■ Extracted records ■

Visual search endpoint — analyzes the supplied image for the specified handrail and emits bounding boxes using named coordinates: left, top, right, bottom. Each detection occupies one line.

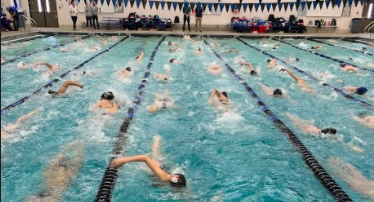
left=364, top=21, right=374, bottom=33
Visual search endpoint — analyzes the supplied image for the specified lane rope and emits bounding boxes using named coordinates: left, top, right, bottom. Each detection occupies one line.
left=273, top=38, right=374, bottom=72
left=308, top=38, right=373, bottom=55
left=204, top=40, right=353, bottom=202
left=1, top=36, right=129, bottom=115
left=95, top=37, right=166, bottom=202
left=1, top=36, right=90, bottom=65
left=237, top=38, right=374, bottom=111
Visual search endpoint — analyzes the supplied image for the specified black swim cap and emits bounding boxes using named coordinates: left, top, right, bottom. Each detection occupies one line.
left=273, top=88, right=283, bottom=96
left=251, top=70, right=257, bottom=75
left=222, top=92, right=228, bottom=98
left=101, top=92, right=114, bottom=100
left=321, top=128, right=337, bottom=135
left=170, top=174, right=187, bottom=188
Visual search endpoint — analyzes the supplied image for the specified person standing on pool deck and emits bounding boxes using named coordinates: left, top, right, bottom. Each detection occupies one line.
left=48, top=81, right=83, bottom=95
left=91, top=1, right=100, bottom=29
left=110, top=136, right=187, bottom=188
left=28, top=142, right=84, bottom=202
left=195, top=2, right=204, bottom=32
left=6, top=6, right=19, bottom=31
left=69, top=0, right=78, bottom=31
left=183, top=2, right=191, bottom=32
left=1, top=110, right=40, bottom=139
left=279, top=69, right=316, bottom=94
left=286, top=112, right=337, bottom=135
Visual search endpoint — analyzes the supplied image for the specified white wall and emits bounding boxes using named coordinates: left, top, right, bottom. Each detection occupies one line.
left=23, top=0, right=363, bottom=32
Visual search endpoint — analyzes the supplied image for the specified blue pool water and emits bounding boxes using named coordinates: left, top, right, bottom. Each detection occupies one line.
left=1, top=36, right=374, bottom=202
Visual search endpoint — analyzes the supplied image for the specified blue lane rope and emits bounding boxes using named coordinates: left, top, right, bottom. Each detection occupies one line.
left=308, top=38, right=373, bottom=55
left=238, top=38, right=374, bottom=111
left=273, top=38, right=374, bottom=72
left=1, top=34, right=54, bottom=46
left=1, top=36, right=129, bottom=115
left=95, top=37, right=166, bottom=202
left=1, top=36, right=90, bottom=65
left=204, top=40, right=353, bottom=202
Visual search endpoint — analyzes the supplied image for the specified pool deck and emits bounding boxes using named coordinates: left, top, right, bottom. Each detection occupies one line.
left=1, top=28, right=374, bottom=41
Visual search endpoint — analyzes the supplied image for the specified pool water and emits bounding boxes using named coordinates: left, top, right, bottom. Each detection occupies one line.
left=1, top=36, right=374, bottom=202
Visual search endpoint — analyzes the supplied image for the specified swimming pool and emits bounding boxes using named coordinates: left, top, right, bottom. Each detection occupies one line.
left=1, top=36, right=374, bottom=201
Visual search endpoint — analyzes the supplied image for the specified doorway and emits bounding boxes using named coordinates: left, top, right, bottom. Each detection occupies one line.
left=29, top=0, right=59, bottom=27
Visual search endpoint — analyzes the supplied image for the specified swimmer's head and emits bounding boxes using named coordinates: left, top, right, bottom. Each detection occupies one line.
left=355, top=87, right=368, bottom=95
left=251, top=70, right=257, bottom=76
left=101, top=92, right=114, bottom=100
left=321, top=128, right=337, bottom=135
left=222, top=92, right=229, bottom=98
left=170, top=174, right=187, bottom=188
left=340, top=62, right=347, bottom=67
left=17, top=61, right=25, bottom=68
left=273, top=89, right=283, bottom=97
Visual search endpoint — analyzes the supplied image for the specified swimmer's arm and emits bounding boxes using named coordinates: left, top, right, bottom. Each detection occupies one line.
left=111, top=155, right=170, bottom=182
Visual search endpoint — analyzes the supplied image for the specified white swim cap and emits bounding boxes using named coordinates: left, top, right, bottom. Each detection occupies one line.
left=17, top=61, right=25, bottom=68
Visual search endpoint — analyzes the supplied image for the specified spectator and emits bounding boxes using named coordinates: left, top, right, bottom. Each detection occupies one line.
left=69, top=0, right=78, bottom=31
left=91, top=1, right=100, bottom=29
left=84, top=1, right=92, bottom=30
left=6, top=6, right=19, bottom=31
left=183, top=2, right=191, bottom=31
left=195, top=3, right=204, bottom=32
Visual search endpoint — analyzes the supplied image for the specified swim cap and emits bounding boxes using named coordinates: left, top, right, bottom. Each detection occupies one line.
left=17, top=61, right=25, bottom=68
left=251, top=70, right=257, bottom=75
left=273, top=88, right=283, bottom=96
left=356, top=87, right=368, bottom=95
left=170, top=174, right=187, bottom=188
left=222, top=92, right=228, bottom=98
left=321, top=128, right=337, bottom=134
left=101, top=92, right=114, bottom=100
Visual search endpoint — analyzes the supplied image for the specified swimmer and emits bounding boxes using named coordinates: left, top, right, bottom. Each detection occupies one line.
left=92, top=92, right=122, bottom=115
left=28, top=142, right=84, bottom=202
left=156, top=67, right=170, bottom=83
left=208, top=64, right=222, bottom=75
left=328, top=157, right=374, bottom=198
left=221, top=49, right=239, bottom=54
left=117, top=67, right=132, bottom=79
left=279, top=69, right=316, bottom=94
left=96, top=34, right=108, bottom=46
left=109, top=36, right=117, bottom=42
left=136, top=51, right=144, bottom=62
left=169, top=58, right=180, bottom=65
left=34, top=62, right=61, bottom=75
left=240, top=61, right=257, bottom=76
left=148, top=92, right=173, bottom=114
left=351, top=113, right=374, bottom=130
left=183, top=34, right=191, bottom=40
left=196, top=48, right=204, bottom=55
left=48, top=81, right=83, bottom=95
left=110, top=136, right=187, bottom=188
left=267, top=59, right=277, bottom=68
left=286, top=112, right=337, bottom=135
left=260, top=84, right=288, bottom=99
left=208, top=89, right=229, bottom=107
left=17, top=61, right=30, bottom=69
left=1, top=110, right=40, bottom=139
left=310, top=46, right=322, bottom=50
left=273, top=43, right=280, bottom=50
left=340, top=62, right=359, bottom=74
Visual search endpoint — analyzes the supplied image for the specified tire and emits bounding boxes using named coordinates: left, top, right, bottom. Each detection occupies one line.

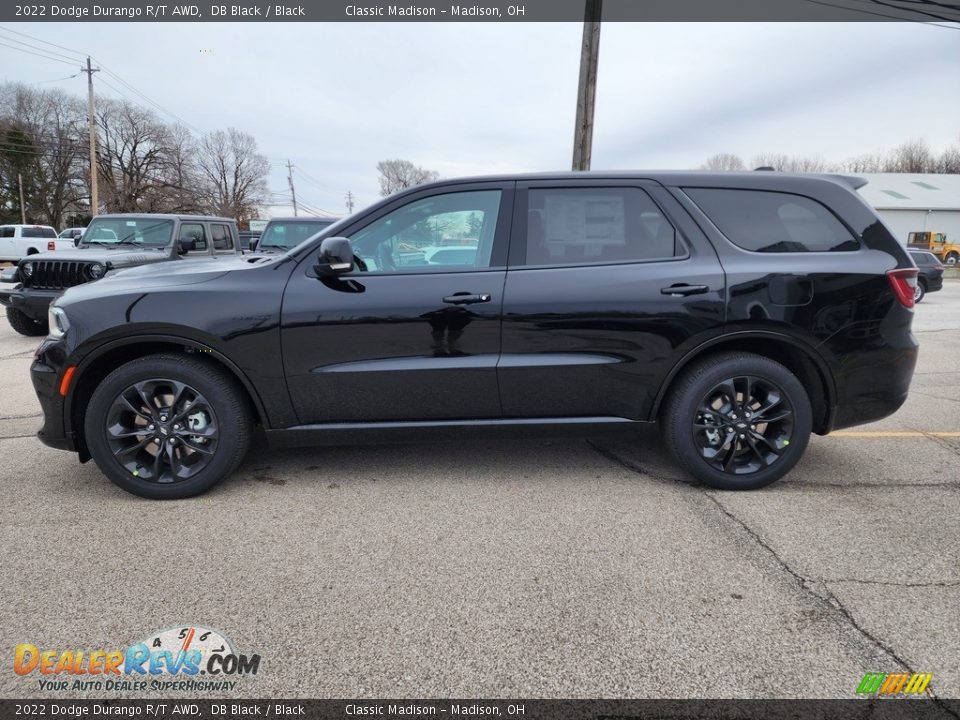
left=661, top=352, right=813, bottom=490
left=7, top=308, right=50, bottom=337
left=84, top=355, right=253, bottom=500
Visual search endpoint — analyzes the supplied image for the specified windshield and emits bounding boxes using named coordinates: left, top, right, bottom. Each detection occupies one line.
left=257, top=220, right=333, bottom=250
left=83, top=217, right=173, bottom=247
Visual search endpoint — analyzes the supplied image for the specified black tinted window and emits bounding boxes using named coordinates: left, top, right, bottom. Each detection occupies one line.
left=526, top=188, right=682, bottom=265
left=684, top=188, right=860, bottom=252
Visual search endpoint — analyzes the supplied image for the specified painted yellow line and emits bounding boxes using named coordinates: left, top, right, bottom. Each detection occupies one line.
left=827, top=430, right=960, bottom=437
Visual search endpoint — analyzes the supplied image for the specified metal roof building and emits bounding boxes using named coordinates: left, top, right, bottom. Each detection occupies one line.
left=857, top=173, right=960, bottom=244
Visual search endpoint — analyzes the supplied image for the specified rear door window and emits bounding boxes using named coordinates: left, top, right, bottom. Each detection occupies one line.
left=210, top=223, right=233, bottom=252
left=180, top=223, right=207, bottom=252
left=684, top=188, right=860, bottom=253
left=526, top=187, right=684, bottom=266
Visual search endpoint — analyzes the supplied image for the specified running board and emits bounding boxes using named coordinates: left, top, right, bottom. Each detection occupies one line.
left=266, top=417, right=644, bottom=448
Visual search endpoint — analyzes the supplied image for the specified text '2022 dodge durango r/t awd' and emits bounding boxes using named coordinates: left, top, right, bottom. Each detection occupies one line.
left=26, top=172, right=917, bottom=498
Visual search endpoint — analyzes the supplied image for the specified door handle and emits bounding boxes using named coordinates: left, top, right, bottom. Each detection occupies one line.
left=443, top=293, right=490, bottom=305
left=660, top=284, right=710, bottom=297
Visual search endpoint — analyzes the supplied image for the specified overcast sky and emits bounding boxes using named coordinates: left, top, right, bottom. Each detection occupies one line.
left=0, top=22, right=960, bottom=218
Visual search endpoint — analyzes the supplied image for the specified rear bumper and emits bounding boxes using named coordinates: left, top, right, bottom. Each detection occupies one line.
left=0, top=285, right=63, bottom=322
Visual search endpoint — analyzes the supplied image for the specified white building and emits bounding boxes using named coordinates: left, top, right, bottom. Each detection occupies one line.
left=851, top=173, right=960, bottom=244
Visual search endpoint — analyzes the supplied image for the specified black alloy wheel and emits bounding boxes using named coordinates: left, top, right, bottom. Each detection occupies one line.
left=81, top=355, right=253, bottom=499
left=106, top=378, right=220, bottom=483
left=660, top=352, right=813, bottom=490
left=692, top=375, right=794, bottom=475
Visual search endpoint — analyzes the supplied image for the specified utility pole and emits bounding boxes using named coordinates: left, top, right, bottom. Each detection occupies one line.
left=17, top=173, right=25, bottom=224
left=287, top=160, right=297, bottom=217
left=80, top=56, right=100, bottom=217
left=573, top=0, right=603, bottom=170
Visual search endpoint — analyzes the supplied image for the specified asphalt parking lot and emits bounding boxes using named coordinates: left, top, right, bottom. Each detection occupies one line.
left=0, top=281, right=960, bottom=698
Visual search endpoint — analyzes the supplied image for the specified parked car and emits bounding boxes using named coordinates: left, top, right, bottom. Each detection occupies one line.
left=31, top=172, right=917, bottom=498
left=57, top=228, right=86, bottom=241
left=907, top=249, right=943, bottom=303
left=0, top=214, right=239, bottom=336
left=0, top=225, right=67, bottom=262
left=254, top=217, right=336, bottom=254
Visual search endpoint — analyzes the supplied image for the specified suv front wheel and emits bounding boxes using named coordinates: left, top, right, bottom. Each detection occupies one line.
left=84, top=355, right=252, bottom=500
left=661, top=353, right=813, bottom=490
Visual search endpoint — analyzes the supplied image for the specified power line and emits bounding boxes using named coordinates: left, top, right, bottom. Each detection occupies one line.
left=0, top=38, right=73, bottom=65
left=3, top=37, right=76, bottom=65
left=0, top=27, right=86, bottom=58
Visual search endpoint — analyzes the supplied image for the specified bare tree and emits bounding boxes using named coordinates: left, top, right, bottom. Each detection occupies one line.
left=886, top=140, right=935, bottom=173
left=97, top=100, right=170, bottom=212
left=377, top=160, right=440, bottom=197
left=197, top=128, right=270, bottom=223
left=932, top=145, right=960, bottom=175
left=0, top=84, right=88, bottom=227
left=700, top=153, right=747, bottom=170
left=154, top=125, right=210, bottom=213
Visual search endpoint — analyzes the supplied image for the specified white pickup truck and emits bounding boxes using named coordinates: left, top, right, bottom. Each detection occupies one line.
left=0, top=225, right=73, bottom=262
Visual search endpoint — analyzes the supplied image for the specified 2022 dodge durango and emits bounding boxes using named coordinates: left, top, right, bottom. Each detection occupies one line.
left=31, top=172, right=917, bottom=498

■ Directive ■
Convert the lines from the line with "the specified painted" up to and including the line with "left=827, top=430, right=960, bottom=437" into a JSON list of strings, one string per line, leaving out any blank lines.

■ Correct result ■
[
  "Visual search endpoint — analyzes the supplied image for the specified painted yellow line and emits bounding boxes using named coordinates: left, top, right, bottom. Each detection occupies one line.",
  "left=827, top=430, right=960, bottom=437"
]